- _Stated task 1_
In the Elasticsearch forum thread, which version of Elasticsearch does the poster say they are using?
- _Stated task 2_
List every value in the "features" array of the document returned in the Elasticsearch forum thread.

- _Page_
/---
"index": "not_analyzed" yet term filter still not working


(Kyle Lahnakoski) #1

I am using Elasticsearch 1.7.1

I am interested in finding a task by task.id. The task.id property is not_analyzed, so this query should work, but it does not.

{"query":{"filtered":{"filter":{"or":[
    {"term":{"task.id":"ER70OtGBQla6YOW5qeivnw"}}
]}}},"from":0,"size":10}

results in

{
    "took":644,
    "timed_out":false,
    "_shards":{"total":30,"successful":30,"failed":0},
    "hits":{"total":0,"max_score":null,"hits":[]}
}

I have tried deleting the document and re-adding it. I forced a flush and a refresh multiple times.

What can be causing this? My index has about 100million documents (30 shards), and some non-trivial number of documents can not be found using task.id. Is it the nature of the values?

Thank you!


Here is some background

This query works

{"query":{"filtered":{"filter":{"or":[
    {"term":{"_id":"tc.480019:48001141.30"}},
    {"term":{"task.id":"ER70OtGBQla6YOW5qeivnw"}}
]}}},"from":0,"size":10}

and returns the following document (I chopped most of the properties in this example):

{
    "took": 516,
    "timed_out": false,
    "_shards": {"total": 30, "successful": 30, "failed": 0},
    "hits": {
        "total": 1,
        "max_score": 1,
        "hits": [{
            "_index": "task20170101_000000",
            "_type": "task",
            "_id": "tc.480019:48001141.30",
            "_score": 1,
            "_source": {
                "task": {
                    "signing": {"cert": [null]},
                    "features": ["taskclusterProxy", "relengAPIProxy", "chainOfTrust"],
                    "maxRunTime": 36000,
                    "image": {
                        "path": "public/image.tar.zst",
                        "type": "task-image",
                        "taskId": "ZqrJzMZ8QOOEoltAG7Y4JA"
                    },
                    "deadline": 1484417664.023,
                    "id": "ER70OtGBQla6YOW5qeivnw",
                    "group": {"id": "aEtr0ac7RA-qeANl9Sa63A"},
<CHOP>
                    "requires": "all-completed"
                },
<CHOP>
        }]
    }
}

Here is the schema (also chopped due to posting limits):

{
    "state": "open",
    "settings": {"index": {
        "refresh_interval": "600s",
        "number_of_shards": "30",
        "creation_date": "1483361238741",
        "recovery": {"initial_shards": "1"},
        "number_of_replicas": "2",
        "version": {"created": "1070199"},
        "uuid": "QxOeRX_gRYK74oOTh9IIdA"
    }},
    "mappings": {"task": {
        "_source": {"compress": true},
        "_id": {"index": "not_analyzed", "store": true},
        "dynamic_templates": [
            {"default_ids": {
                "mapping": {"index": "not_analyzed", "type": "string", "doc_values": true},
                "match": "id"
\---
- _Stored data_
/---
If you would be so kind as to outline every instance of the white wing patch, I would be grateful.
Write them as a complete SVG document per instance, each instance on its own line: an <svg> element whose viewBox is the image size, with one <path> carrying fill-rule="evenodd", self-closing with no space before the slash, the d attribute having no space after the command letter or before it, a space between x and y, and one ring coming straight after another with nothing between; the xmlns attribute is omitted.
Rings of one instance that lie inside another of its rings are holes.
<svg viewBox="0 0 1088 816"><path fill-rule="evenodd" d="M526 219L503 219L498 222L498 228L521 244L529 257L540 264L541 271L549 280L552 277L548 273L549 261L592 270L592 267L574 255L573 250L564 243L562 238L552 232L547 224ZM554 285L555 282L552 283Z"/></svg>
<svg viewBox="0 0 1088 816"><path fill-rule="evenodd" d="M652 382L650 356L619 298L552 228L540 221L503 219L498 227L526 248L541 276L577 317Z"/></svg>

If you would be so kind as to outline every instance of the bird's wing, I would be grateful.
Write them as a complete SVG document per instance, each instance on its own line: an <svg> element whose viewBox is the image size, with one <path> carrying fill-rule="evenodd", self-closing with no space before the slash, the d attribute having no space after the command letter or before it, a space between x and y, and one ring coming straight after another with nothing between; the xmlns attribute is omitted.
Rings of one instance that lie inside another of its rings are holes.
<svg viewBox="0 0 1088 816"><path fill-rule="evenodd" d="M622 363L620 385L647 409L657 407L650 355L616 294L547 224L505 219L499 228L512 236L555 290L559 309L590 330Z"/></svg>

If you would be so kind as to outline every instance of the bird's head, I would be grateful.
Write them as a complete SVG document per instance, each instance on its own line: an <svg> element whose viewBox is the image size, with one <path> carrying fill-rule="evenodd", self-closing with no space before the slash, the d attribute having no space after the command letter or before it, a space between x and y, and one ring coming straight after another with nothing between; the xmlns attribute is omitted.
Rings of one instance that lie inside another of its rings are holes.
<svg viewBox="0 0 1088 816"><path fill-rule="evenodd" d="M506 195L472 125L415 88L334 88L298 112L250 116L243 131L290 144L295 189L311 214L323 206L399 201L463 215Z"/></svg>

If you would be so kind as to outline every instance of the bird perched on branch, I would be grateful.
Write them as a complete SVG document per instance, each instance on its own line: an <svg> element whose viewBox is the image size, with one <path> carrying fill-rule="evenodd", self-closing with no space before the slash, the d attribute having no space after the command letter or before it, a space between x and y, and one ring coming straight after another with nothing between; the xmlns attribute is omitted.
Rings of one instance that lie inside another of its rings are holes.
\---
- _Written answer 1_
Elasticsearch 1.7.1

- _Written answer 2_
taskclusterProxy, relengAPIProxy, chainOfTrust